» **Goal**
Exactly the lines from the one containing "For every instance of the two-storey" through the final line of the listing are to be retyped, and nothing more.
________________
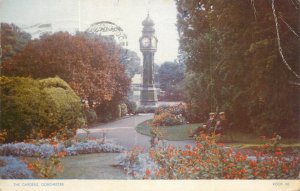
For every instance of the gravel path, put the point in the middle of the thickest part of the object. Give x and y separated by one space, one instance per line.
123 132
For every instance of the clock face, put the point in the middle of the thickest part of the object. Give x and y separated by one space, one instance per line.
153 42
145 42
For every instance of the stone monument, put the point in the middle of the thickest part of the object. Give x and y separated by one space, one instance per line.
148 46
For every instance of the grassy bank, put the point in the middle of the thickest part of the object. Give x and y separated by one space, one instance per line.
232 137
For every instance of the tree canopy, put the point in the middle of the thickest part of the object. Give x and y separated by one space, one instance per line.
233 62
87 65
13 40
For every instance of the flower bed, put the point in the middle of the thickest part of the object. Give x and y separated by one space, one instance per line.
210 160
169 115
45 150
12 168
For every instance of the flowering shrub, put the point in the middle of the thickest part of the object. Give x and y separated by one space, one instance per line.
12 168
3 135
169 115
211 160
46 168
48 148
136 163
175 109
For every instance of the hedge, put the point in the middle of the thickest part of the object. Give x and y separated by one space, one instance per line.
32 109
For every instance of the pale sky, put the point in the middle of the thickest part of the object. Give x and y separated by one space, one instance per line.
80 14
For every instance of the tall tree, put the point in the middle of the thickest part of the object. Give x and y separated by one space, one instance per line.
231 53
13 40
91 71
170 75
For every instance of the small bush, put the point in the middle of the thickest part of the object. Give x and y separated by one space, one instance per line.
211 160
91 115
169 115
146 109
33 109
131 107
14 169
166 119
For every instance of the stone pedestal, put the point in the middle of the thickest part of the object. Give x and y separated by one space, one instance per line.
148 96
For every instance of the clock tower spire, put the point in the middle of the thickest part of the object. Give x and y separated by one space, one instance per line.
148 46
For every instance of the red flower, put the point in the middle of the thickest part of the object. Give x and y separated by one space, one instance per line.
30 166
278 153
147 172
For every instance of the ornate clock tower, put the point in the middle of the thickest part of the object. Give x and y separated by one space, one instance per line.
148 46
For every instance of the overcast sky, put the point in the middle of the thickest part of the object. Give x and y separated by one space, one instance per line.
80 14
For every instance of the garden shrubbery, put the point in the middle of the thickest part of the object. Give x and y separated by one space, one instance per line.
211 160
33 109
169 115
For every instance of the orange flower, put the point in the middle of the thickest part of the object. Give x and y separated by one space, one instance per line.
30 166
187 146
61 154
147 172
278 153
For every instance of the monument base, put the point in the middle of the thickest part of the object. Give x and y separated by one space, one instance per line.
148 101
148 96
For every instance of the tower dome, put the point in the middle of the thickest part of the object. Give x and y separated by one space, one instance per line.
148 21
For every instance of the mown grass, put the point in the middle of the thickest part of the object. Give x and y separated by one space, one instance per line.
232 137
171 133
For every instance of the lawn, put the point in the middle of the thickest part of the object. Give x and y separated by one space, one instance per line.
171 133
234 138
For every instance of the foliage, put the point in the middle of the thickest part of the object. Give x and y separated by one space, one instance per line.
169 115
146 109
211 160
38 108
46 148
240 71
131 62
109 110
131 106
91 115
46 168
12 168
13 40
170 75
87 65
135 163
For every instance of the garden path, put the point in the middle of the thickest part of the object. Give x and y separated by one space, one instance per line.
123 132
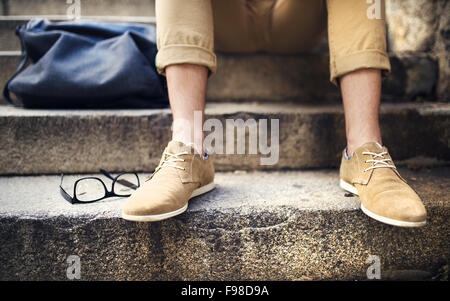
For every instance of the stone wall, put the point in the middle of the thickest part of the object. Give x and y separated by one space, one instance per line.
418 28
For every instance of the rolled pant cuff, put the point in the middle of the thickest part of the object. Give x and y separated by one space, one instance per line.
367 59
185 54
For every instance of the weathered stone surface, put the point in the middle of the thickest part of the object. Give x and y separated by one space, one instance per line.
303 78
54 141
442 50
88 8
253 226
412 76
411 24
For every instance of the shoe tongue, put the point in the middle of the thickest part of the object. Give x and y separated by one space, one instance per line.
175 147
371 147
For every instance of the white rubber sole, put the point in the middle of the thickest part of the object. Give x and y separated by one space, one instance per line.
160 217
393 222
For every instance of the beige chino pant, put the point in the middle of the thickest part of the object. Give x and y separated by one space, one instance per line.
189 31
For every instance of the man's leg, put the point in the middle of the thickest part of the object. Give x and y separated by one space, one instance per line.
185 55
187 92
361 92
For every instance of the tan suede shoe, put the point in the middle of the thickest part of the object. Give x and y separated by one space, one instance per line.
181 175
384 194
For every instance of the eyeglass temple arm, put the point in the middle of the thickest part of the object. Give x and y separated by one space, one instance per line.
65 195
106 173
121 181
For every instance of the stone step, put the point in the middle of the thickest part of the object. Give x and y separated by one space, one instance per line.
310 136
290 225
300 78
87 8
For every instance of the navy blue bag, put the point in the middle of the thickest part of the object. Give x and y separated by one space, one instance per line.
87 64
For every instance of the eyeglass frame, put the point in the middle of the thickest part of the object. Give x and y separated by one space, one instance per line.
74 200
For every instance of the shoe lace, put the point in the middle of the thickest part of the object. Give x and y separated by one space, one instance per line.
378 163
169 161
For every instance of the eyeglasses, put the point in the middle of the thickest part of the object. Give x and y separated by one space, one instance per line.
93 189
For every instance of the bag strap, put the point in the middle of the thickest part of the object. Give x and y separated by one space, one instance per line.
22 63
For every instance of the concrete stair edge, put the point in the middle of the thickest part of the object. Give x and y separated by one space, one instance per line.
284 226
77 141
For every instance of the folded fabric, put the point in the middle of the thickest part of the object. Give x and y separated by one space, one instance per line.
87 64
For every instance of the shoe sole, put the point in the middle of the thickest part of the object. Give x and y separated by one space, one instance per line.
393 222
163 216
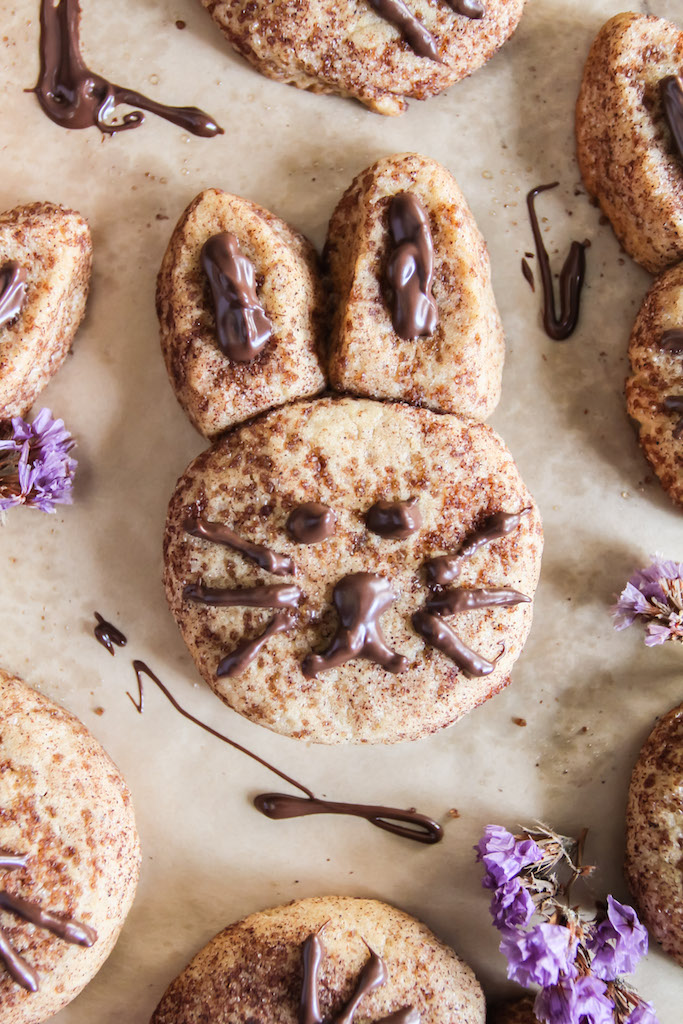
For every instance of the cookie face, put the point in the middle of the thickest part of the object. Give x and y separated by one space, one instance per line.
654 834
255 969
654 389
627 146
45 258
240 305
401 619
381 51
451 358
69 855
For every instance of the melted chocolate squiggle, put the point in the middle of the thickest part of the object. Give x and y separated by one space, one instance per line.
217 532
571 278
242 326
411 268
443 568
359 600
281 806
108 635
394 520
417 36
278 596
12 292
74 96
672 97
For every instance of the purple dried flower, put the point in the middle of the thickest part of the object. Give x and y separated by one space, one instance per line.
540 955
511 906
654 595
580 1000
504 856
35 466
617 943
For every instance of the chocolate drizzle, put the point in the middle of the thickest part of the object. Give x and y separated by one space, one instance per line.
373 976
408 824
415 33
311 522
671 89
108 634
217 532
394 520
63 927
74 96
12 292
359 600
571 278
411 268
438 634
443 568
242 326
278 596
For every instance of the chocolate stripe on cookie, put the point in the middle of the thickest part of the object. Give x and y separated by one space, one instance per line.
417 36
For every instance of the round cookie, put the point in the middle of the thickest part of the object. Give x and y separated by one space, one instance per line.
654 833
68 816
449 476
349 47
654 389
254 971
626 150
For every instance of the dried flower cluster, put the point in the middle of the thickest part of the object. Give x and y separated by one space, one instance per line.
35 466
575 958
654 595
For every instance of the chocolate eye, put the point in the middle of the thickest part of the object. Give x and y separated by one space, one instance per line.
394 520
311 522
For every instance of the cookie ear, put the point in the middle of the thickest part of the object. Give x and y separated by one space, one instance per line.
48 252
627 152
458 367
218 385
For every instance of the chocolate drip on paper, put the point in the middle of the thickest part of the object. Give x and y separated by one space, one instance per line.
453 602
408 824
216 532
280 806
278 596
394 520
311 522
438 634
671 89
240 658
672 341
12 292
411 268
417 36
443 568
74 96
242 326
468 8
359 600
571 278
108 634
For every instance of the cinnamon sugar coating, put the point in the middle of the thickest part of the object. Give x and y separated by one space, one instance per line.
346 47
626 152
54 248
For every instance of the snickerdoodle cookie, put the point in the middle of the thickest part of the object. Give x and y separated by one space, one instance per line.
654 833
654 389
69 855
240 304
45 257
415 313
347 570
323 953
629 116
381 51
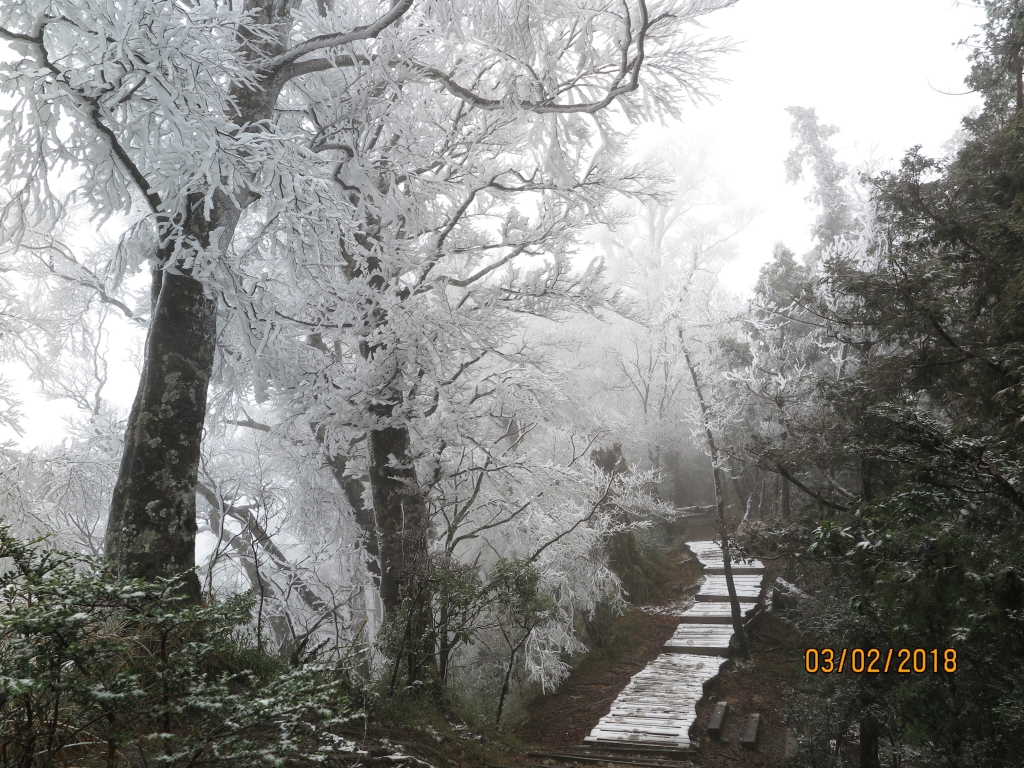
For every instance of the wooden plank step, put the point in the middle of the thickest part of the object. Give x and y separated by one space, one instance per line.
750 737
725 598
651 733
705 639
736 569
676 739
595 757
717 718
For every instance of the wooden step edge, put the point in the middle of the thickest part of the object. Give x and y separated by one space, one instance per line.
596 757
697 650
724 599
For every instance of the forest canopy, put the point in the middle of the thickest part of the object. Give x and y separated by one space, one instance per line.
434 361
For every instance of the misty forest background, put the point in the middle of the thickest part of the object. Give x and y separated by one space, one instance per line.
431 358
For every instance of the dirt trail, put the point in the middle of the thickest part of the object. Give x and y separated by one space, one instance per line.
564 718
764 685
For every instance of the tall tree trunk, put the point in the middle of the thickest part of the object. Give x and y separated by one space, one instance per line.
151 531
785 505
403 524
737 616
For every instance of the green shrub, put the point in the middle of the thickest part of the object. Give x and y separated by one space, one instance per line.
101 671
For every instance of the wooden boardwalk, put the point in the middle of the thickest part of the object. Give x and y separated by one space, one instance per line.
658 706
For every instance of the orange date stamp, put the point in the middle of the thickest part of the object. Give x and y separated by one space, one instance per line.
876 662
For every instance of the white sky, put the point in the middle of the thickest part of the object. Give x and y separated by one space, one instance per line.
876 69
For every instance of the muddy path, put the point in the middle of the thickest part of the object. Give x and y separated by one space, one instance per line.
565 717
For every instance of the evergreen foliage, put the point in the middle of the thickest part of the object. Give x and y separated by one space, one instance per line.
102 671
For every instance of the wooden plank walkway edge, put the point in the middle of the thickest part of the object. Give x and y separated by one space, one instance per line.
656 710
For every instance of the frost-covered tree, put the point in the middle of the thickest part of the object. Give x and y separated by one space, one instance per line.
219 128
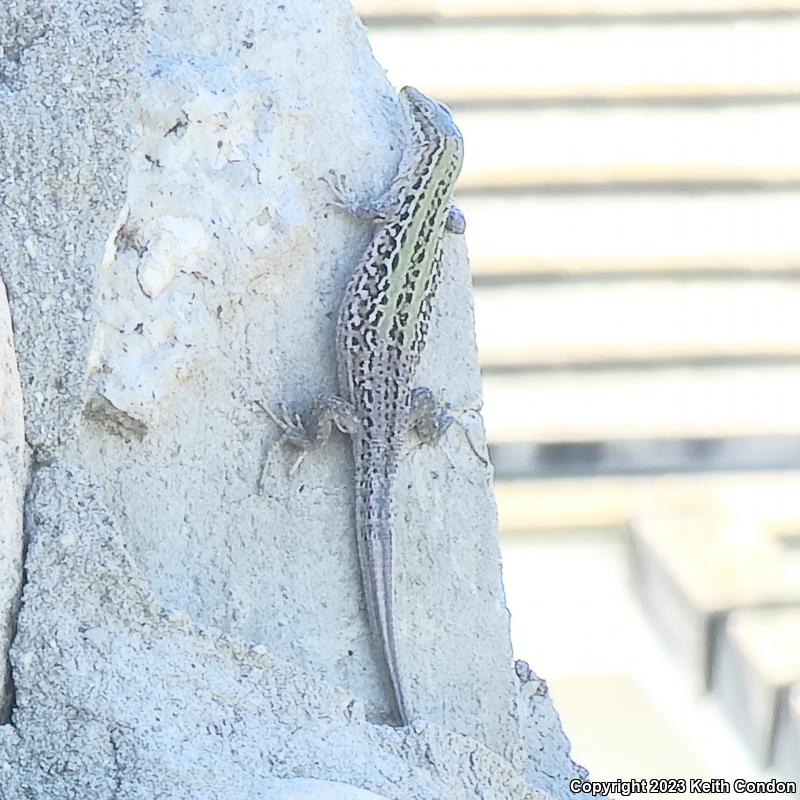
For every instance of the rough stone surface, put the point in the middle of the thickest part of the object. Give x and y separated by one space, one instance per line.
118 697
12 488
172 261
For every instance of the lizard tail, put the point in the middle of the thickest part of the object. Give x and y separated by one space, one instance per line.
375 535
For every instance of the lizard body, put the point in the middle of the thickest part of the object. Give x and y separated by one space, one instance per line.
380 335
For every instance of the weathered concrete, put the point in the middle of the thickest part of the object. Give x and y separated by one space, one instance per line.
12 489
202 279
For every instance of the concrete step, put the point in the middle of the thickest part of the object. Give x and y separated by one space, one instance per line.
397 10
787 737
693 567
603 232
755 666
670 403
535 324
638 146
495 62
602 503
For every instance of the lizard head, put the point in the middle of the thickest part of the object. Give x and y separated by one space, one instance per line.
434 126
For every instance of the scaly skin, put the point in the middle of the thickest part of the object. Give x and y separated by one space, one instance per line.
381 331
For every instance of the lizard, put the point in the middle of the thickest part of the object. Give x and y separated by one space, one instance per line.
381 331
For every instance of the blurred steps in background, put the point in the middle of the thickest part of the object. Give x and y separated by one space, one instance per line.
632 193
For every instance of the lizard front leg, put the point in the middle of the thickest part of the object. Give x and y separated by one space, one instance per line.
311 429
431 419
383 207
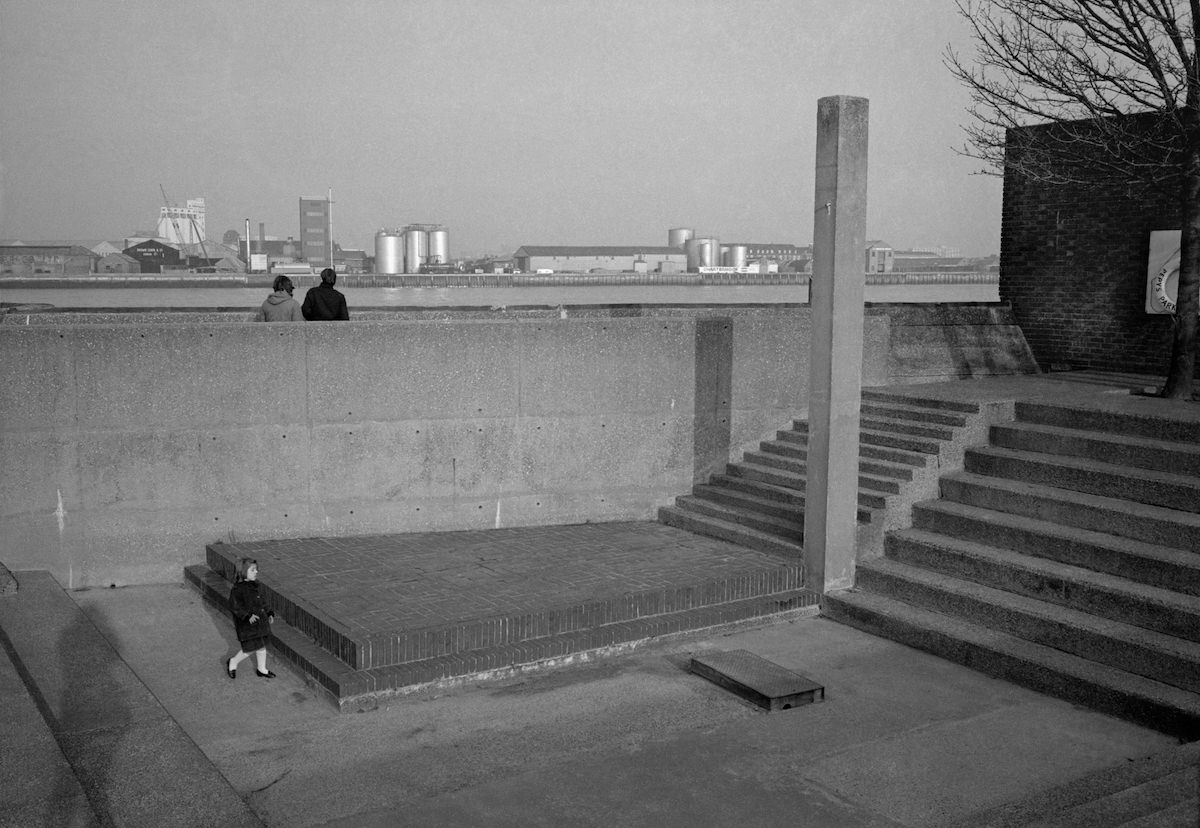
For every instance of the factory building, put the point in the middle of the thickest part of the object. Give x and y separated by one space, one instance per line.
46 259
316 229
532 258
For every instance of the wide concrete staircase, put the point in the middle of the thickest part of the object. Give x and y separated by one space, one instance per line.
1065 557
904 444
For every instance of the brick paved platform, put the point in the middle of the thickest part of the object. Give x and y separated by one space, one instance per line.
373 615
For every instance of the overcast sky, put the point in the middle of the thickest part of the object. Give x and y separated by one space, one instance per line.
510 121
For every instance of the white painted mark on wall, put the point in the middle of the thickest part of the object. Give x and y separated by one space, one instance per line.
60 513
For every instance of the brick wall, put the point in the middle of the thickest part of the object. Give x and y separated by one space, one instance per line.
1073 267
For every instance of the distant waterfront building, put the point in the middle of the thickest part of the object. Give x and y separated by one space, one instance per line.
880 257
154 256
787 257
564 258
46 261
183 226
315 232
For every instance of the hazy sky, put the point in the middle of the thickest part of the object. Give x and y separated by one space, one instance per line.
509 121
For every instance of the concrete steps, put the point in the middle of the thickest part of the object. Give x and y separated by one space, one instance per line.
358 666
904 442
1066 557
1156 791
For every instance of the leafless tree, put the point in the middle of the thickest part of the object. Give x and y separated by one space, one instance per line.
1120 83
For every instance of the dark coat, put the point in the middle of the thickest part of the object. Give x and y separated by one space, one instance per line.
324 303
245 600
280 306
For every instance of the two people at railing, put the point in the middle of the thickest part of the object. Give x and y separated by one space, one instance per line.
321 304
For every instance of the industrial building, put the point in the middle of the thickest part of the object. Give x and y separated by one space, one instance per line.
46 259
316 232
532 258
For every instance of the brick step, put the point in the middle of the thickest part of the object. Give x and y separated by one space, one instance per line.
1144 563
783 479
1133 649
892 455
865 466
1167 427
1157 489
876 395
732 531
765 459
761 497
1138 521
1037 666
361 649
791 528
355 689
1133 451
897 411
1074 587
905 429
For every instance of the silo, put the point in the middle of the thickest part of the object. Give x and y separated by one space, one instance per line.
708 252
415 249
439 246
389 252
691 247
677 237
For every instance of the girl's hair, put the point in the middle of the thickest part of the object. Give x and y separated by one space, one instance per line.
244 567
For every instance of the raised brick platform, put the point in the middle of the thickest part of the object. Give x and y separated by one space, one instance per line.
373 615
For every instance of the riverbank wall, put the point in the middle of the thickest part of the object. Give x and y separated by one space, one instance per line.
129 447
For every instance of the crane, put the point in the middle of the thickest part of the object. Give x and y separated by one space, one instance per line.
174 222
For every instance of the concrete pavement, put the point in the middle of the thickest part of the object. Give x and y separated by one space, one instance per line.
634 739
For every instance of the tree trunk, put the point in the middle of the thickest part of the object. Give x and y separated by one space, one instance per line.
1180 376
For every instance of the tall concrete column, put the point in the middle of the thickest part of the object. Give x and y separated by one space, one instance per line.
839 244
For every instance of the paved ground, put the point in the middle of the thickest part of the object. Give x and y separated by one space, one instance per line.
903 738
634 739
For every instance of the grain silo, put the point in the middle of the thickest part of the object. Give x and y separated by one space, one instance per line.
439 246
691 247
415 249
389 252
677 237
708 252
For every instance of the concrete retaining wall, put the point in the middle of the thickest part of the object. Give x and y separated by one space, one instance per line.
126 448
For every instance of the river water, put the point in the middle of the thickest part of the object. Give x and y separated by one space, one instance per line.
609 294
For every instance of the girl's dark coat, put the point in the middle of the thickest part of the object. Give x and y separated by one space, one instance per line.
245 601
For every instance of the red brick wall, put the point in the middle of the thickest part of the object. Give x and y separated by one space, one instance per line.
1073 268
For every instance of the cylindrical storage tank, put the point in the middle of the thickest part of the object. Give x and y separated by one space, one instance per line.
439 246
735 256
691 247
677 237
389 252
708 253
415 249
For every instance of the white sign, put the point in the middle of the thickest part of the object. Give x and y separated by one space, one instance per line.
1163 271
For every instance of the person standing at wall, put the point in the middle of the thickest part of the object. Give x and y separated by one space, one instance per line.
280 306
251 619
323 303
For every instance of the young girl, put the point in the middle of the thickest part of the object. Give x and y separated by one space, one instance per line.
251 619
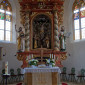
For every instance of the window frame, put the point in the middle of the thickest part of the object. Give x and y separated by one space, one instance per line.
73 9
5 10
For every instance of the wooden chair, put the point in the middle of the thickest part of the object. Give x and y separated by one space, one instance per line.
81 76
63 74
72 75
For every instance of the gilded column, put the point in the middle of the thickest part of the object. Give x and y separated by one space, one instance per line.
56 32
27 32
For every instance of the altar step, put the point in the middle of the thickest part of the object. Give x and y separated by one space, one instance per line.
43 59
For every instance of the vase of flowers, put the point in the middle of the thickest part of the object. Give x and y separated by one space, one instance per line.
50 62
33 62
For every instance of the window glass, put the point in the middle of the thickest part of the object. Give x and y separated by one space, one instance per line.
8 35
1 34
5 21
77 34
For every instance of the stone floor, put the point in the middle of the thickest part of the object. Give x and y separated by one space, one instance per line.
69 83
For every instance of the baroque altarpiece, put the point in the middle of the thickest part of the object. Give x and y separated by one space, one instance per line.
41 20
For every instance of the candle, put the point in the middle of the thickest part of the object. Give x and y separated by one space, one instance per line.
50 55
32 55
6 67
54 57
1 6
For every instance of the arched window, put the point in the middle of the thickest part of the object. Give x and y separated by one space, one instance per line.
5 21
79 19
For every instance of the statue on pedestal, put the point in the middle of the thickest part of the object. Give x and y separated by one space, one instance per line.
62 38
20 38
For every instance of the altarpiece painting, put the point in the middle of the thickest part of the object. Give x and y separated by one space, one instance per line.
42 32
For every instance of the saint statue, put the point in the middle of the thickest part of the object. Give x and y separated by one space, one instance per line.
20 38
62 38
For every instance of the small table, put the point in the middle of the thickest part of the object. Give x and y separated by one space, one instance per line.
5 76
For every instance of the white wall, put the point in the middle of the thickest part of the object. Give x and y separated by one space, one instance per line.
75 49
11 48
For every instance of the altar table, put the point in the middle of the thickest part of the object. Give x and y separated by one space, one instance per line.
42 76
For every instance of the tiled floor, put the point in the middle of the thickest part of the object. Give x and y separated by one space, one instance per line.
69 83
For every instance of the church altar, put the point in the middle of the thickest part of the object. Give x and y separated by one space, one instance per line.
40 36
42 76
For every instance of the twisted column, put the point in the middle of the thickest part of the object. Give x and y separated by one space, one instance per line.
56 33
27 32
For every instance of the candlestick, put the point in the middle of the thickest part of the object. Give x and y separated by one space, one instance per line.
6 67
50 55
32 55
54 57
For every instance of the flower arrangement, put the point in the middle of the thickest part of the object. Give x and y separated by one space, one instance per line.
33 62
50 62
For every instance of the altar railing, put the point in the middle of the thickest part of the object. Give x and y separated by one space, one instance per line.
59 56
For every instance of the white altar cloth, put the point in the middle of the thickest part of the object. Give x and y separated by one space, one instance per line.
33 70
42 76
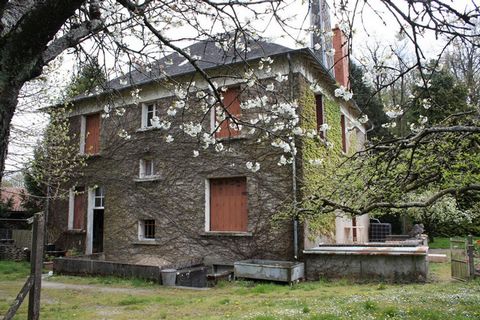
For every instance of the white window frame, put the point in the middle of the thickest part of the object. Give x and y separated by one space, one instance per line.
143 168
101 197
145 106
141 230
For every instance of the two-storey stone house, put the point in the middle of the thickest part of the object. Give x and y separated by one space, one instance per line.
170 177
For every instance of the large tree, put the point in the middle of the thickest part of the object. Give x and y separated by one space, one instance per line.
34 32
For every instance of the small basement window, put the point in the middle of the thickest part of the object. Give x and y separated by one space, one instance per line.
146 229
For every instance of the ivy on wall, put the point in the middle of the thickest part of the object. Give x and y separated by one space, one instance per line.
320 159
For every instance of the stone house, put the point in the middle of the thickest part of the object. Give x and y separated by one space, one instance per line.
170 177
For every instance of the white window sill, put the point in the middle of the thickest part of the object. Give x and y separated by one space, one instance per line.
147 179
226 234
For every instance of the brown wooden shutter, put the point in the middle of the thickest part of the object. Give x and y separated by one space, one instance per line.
________________
» **Complete output**
For every instance of the two-storey stone house, put the point in the middle of the thickest part of the object. Give x and y separated by one space, one instance per line.
170 177
For every instance of the large tree, put the point in the middle of the thickest part of the object. Give x and y separated by one space, one instance per line.
34 32
For every instance of the small basement window, put the point in the middle of the thickest part of the object. Give x and y separated by one space, one instance per line.
146 229
For every instance of the ivy on wall, put the point in the middle of the thickest part of the object. Give x and y separated by one space, one instance per line.
320 159
For every instance of the stone house, put the point in the middle of the thickest part of the object. Give x and y separated by one space, one instance per line.
170 177
For every instance of the white window sill, put the point in the middle of the thickest part of the object. Give x and y separated by one space, one instance per line.
147 179
226 234
For every instance of the brown wooden shutter, put the point in the middle of the thickest part of the object. Give x and y separated by one space, one instance per line.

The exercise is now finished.